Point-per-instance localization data
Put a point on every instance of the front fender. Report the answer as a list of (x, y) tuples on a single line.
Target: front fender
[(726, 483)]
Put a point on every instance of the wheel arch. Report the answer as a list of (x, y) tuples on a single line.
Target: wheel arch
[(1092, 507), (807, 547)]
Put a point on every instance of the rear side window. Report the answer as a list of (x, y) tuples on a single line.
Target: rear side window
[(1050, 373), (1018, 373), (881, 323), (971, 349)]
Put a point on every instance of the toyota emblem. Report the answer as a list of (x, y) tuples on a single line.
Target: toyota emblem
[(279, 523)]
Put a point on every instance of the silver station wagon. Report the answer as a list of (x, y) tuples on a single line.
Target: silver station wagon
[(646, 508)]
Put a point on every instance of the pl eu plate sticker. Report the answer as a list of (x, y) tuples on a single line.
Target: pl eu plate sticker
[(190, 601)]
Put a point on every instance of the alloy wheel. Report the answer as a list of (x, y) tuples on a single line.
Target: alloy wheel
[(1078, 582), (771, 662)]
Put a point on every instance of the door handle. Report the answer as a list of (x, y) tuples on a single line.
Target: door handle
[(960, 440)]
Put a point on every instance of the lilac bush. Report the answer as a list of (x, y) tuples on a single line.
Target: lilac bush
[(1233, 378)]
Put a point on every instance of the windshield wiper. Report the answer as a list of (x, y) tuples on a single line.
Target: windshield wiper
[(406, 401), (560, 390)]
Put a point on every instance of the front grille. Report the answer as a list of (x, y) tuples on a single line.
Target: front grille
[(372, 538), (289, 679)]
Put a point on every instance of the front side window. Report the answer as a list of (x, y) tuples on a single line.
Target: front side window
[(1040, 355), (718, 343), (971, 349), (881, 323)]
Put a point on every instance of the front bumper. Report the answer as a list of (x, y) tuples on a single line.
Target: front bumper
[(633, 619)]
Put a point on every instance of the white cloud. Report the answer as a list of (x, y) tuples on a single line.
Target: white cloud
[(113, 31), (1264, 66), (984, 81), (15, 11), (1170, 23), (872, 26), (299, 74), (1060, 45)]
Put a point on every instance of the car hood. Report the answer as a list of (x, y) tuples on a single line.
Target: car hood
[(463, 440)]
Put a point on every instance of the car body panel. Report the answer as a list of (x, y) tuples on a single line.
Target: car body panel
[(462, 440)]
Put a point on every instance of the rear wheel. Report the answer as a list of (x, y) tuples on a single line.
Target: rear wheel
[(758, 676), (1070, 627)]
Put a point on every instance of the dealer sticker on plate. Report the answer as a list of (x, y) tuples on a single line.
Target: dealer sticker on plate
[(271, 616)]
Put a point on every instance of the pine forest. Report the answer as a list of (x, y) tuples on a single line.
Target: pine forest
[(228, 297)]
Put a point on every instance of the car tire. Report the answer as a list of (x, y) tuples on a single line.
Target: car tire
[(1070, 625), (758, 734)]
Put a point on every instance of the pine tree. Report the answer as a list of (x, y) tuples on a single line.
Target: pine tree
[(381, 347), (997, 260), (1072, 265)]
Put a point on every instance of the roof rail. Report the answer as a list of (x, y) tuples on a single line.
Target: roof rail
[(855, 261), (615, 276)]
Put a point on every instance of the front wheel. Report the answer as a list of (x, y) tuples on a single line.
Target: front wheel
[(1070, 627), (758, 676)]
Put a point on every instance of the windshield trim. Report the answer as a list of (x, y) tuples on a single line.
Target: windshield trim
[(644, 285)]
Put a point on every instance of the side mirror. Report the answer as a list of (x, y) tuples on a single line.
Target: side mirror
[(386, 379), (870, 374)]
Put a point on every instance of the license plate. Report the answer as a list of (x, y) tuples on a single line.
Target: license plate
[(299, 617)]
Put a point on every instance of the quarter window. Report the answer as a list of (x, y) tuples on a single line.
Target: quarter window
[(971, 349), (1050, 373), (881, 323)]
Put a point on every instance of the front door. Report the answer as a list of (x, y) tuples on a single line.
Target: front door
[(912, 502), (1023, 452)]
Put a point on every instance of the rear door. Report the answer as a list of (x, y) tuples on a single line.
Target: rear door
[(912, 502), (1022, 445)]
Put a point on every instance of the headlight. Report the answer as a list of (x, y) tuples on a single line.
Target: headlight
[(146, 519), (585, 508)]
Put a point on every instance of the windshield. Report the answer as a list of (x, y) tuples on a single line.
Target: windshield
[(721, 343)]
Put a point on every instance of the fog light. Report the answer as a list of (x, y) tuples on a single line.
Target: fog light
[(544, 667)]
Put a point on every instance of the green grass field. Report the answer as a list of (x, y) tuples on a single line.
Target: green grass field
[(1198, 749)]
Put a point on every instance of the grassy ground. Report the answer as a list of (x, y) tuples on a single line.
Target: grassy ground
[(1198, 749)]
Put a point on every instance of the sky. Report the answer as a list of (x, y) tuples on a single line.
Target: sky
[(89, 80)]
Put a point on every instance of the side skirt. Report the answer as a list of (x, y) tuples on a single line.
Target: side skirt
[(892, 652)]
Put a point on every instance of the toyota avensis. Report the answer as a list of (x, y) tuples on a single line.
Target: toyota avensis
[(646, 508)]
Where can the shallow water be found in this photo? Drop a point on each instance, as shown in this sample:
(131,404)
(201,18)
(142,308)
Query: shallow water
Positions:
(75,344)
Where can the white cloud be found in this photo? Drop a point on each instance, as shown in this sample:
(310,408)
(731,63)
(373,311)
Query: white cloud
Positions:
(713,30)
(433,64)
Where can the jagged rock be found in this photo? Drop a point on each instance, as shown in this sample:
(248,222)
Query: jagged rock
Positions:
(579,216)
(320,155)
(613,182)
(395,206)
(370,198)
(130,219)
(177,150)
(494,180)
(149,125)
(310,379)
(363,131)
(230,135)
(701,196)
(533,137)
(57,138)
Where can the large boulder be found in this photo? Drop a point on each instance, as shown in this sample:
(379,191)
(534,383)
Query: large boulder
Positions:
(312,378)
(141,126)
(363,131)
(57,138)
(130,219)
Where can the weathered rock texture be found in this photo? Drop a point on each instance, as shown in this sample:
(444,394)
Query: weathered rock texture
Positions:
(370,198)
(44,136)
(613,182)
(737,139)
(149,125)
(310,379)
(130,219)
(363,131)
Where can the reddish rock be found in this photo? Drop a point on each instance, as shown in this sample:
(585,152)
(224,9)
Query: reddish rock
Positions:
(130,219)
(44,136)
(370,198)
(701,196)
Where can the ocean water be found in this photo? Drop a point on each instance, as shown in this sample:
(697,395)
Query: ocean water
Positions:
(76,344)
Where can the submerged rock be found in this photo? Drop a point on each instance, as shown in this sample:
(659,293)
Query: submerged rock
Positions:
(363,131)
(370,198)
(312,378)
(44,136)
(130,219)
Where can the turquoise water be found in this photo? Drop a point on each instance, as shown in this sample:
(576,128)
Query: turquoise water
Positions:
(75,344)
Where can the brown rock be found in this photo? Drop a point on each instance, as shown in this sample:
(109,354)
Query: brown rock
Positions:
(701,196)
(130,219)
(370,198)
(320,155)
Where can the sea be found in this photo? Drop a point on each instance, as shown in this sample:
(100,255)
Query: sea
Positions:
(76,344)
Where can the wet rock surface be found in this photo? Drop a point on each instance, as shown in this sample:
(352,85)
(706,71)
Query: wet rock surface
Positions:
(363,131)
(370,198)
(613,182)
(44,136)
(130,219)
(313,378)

> **What to produce**: Would you output the lines from the one that contains "Where can the submerged" to the end of the data, both ends included, exactly as they appear?

> **Task response**:
Where can the submerged rock be found in this photo? Drop a point on each instance, as shown in this sample:
(659,293)
Query: submerged rock
Positions:
(363,131)
(370,198)
(312,378)
(44,136)
(130,219)
Where can the turquoise water be found in this photo? Drop a point on each instance, as shown in this sample:
(576,128)
Query: turquoise water
Positions:
(75,344)
Where can the brown rock be found in this photo? Drop a point on each instance, as shown in this sample:
(109,354)
Query: brown rock
Positions:
(701,196)
(130,219)
(370,198)
(320,155)
Where can the sea be found in this photo? Drop a point on each instance, as shown in this sample:
(100,255)
Query: sea
Positions:
(76,344)
Where can the wet rock surface be found in this photo? Drop a point on each instance, as shown in this sample:
(352,85)
(706,71)
Query: wet rock surface
Positions:
(363,131)
(370,198)
(613,182)
(44,136)
(130,219)
(313,378)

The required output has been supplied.